• Text excerpt:
## start

PE Fundraising Expected to Recover, Buoyed by Increased M&A
Placement agents and managers of recently raised funds talk about winning over LPs in a slower economic environment
Private equity fundraising numbers were one of many metrics to suffer last year as high interest rates and geopolitical headwinds weighed on dealmaking. This year, however, placement agents and other advisors say they are looking forward to a better year for fundraising as M&A recovers—to an extent. Delivering exits and returns to LPs is one of the best ways to go about launching a new fund, experts say, and as M&A improves, so should fundraising.
At the time of writing, first quarter numbers weren’t yet available, but multiple mid-market firms had announced fund closes at the beginning of the year. Firms operating at different ends of the middle-market spectrum say they are seeing traction with investors for different reasons.
Lower middle-market firms are still seeing deals and exits because founders of smaller companies are motivated to sell despite market calamity (or perhaps because of it). Other private equity managers operating multibillion-dollar funds are winning mandates with international investors and say LPs like the safety of brand names and well-diversified strategies.
“It feels like 2024 is off to a better start than last year. There is more deal activity, which sends distributions back to LPs, public market performance is improving and there are a number of groups raising new capital,” says Jerome Wallace, managing director and co-head of Private Capital Advisory at William Blair. The Chicago investment bank launched its PCA business in 2022 after hiring Wallace and several other executives from Credit Suisse’s fund placement business.
Chris Webber, managing director at placement agent Monument Group, agrees: “There are more opportunities hitting the market to provide liquidity.” Realizations for LPs should speed things along for managers raising new funds, he says.

## end

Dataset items
## start

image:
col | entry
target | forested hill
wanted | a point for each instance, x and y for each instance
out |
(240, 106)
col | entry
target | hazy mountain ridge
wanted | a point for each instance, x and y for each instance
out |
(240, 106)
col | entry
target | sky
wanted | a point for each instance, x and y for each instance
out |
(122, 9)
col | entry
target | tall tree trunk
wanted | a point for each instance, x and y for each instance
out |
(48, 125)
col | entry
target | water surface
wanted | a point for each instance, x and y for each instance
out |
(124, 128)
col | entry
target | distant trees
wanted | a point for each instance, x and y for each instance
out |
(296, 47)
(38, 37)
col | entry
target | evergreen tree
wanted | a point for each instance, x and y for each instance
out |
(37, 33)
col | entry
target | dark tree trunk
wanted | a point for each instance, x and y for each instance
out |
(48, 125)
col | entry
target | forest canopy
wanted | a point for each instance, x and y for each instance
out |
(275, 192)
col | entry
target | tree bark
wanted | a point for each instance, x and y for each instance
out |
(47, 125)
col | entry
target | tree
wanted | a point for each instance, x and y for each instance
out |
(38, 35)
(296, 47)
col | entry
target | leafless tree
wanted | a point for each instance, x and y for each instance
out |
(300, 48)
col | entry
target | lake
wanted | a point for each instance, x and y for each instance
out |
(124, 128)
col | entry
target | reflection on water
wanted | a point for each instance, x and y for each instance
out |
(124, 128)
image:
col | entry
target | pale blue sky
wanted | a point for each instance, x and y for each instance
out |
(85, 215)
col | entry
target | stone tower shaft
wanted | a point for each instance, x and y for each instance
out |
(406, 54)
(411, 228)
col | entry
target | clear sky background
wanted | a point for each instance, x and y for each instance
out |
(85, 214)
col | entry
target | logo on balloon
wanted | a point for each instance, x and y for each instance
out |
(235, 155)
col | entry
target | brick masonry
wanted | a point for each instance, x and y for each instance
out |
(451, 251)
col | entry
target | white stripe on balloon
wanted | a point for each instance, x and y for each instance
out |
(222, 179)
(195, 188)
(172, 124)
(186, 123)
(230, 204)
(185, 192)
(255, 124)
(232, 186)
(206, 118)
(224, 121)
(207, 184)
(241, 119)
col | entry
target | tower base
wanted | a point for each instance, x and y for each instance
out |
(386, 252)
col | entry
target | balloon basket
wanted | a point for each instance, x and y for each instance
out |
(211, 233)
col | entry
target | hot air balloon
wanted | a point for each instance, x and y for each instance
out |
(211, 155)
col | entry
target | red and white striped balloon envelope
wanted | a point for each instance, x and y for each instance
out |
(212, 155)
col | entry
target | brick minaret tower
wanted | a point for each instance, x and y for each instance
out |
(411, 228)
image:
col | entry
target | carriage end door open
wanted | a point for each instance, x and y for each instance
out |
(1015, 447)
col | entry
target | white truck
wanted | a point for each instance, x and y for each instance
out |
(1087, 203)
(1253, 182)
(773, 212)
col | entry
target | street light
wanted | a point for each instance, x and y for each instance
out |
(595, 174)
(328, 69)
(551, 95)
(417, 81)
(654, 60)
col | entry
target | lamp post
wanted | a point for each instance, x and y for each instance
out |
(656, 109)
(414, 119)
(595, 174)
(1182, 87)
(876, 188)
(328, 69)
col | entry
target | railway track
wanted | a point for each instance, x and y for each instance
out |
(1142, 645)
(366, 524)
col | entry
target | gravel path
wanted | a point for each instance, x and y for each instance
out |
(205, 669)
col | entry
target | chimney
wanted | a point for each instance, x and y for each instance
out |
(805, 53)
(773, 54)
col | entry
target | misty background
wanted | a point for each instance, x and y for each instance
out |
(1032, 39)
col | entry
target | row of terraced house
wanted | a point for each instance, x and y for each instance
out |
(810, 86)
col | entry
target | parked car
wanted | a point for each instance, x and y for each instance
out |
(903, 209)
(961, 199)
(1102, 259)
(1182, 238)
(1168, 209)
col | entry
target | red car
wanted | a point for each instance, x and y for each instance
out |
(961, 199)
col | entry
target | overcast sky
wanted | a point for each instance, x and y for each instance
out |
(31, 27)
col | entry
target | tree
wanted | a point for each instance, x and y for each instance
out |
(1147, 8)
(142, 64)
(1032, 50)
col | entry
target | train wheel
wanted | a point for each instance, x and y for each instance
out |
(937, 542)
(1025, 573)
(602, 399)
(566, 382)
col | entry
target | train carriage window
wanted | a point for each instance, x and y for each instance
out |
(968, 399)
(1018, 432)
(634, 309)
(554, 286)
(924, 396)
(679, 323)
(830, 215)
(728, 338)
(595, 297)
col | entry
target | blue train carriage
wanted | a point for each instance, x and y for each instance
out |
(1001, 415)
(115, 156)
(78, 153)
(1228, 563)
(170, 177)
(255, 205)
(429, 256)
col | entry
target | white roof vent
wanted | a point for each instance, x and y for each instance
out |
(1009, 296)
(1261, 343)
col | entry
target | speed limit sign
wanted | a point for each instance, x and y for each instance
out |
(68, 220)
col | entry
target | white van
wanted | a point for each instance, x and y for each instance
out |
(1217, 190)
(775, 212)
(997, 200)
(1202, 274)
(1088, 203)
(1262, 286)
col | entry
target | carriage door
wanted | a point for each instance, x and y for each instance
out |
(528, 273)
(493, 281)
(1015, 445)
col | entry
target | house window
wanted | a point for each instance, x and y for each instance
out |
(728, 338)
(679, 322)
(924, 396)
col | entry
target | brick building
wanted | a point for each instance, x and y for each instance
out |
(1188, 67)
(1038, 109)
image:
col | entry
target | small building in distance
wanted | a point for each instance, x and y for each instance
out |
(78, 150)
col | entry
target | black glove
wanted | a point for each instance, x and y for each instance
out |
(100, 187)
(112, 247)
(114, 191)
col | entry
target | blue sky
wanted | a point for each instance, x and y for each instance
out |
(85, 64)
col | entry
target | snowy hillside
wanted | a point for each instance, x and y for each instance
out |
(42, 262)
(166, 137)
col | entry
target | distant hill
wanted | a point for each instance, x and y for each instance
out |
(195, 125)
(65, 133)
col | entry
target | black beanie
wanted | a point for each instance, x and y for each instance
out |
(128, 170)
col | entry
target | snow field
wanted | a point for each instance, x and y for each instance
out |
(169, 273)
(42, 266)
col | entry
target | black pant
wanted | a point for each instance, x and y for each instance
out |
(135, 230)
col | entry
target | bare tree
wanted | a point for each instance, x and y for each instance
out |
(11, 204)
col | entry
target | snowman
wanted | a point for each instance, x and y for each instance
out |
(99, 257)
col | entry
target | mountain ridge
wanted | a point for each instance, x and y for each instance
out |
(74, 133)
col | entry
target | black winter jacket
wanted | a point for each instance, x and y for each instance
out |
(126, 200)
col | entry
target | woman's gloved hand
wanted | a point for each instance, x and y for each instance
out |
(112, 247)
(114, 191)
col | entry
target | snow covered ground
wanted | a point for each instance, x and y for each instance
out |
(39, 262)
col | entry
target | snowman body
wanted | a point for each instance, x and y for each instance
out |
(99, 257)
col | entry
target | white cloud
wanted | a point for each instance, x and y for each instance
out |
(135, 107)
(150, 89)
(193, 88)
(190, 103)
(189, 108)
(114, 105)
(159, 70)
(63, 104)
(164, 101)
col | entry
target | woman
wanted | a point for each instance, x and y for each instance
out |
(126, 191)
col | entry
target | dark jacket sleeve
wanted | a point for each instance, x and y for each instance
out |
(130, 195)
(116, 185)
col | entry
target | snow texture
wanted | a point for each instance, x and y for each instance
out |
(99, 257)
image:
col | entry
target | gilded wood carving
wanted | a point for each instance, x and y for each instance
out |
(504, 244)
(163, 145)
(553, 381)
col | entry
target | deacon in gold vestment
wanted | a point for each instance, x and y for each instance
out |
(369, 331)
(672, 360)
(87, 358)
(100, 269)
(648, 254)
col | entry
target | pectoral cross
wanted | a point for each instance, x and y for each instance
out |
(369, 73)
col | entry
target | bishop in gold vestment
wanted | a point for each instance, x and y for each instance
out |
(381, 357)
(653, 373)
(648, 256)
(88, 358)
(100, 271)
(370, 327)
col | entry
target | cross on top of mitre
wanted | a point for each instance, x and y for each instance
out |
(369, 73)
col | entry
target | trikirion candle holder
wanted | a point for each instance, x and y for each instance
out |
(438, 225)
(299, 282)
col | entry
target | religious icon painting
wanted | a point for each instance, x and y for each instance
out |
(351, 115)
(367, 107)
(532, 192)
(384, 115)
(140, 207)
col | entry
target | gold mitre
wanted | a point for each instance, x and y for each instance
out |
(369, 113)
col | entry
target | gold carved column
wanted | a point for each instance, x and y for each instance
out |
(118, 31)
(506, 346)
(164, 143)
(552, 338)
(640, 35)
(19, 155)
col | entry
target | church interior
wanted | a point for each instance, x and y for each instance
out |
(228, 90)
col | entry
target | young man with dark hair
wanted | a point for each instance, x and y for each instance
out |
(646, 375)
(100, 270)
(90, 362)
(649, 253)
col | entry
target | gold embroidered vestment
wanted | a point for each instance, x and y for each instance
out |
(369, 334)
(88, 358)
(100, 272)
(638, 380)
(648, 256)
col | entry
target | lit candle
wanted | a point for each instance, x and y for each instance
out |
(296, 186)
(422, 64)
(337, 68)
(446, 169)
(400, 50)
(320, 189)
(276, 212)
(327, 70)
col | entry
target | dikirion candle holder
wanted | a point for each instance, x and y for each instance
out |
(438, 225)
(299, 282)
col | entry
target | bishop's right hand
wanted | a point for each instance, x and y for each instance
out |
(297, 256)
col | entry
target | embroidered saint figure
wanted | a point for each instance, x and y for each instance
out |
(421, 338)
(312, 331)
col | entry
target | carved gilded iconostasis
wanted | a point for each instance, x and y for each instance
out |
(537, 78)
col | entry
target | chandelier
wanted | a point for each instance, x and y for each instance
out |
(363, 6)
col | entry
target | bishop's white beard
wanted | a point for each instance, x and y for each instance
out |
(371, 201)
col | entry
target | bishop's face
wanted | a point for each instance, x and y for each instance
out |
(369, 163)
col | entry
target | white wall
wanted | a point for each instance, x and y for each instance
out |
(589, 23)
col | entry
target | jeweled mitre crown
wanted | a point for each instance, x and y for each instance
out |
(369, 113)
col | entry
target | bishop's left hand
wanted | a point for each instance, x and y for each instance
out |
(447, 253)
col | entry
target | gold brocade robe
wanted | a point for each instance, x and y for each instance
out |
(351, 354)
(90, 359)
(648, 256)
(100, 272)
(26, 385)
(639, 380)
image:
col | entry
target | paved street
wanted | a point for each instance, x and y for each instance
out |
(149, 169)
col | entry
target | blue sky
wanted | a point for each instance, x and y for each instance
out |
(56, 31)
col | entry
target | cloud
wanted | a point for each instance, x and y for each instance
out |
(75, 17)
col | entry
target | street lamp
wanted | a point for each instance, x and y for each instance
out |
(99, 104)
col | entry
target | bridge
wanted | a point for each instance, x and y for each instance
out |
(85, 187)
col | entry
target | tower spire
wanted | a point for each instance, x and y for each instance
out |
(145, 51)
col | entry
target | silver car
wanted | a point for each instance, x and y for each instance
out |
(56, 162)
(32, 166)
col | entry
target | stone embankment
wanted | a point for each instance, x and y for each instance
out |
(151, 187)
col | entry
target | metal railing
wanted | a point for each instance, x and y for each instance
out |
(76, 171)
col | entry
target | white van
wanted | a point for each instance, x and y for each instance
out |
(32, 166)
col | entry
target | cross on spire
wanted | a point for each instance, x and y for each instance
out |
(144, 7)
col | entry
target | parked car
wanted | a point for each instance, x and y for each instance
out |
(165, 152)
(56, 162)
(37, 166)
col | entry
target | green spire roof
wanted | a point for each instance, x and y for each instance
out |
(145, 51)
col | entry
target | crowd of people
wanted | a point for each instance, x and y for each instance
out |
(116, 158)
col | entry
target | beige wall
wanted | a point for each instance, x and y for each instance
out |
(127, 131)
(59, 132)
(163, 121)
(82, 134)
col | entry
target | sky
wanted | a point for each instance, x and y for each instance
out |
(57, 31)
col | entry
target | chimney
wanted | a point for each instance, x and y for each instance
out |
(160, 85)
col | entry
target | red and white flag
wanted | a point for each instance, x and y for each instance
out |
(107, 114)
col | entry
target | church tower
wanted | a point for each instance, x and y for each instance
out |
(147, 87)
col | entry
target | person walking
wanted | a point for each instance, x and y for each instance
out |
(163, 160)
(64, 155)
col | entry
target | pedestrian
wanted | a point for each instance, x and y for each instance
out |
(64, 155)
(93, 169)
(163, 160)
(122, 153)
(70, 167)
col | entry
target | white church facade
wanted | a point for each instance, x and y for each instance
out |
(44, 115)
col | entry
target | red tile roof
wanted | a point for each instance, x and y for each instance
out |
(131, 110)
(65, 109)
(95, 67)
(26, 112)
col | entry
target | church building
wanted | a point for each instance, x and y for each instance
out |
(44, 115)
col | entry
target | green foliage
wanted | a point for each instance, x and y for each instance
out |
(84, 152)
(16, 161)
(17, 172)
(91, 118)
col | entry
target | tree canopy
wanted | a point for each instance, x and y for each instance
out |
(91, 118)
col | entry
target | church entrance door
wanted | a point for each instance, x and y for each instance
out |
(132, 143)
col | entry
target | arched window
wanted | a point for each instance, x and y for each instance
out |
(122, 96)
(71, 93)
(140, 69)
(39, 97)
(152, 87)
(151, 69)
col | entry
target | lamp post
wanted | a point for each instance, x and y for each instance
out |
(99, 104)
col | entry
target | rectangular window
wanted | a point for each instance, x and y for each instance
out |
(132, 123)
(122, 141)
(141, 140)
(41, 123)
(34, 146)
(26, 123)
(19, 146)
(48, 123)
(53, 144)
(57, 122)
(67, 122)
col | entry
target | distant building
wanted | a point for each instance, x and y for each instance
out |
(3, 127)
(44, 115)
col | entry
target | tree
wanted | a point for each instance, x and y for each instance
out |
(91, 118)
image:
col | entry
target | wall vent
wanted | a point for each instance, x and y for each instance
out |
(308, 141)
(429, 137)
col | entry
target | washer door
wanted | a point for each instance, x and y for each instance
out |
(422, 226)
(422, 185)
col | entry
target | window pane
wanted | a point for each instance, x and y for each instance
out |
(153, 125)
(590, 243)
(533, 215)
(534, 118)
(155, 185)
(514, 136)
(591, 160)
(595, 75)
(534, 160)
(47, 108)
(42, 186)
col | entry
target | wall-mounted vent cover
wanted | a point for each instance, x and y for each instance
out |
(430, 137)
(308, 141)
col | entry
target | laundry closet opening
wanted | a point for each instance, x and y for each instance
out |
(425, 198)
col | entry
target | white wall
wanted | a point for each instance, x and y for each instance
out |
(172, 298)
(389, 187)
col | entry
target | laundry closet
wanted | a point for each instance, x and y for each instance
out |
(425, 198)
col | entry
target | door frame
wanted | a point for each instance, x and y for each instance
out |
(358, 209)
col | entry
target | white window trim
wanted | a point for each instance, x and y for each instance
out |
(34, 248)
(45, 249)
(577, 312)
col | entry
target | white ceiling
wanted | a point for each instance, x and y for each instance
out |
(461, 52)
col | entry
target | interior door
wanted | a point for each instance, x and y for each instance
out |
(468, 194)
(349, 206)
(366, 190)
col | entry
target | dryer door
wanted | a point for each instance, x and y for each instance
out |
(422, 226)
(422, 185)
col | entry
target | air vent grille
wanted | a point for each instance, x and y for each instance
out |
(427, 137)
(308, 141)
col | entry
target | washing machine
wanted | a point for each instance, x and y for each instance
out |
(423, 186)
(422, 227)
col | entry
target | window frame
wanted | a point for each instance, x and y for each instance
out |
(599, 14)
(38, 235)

## end

• Task:
Answer these questions using the article on private equity fundraising:
1. Why are lower middle-market firms still seeing deals and exits?
2. In what year did William Blair launch its PCA business?
3. What position does Chris Webber hold, and at which firm?

• Solution to this problem:
1. Founders of smaller companies are motivated to sell despite market calamity, or perhaps because of it.
2. 2022.
3. He is managing director at the placement agent Monument Group.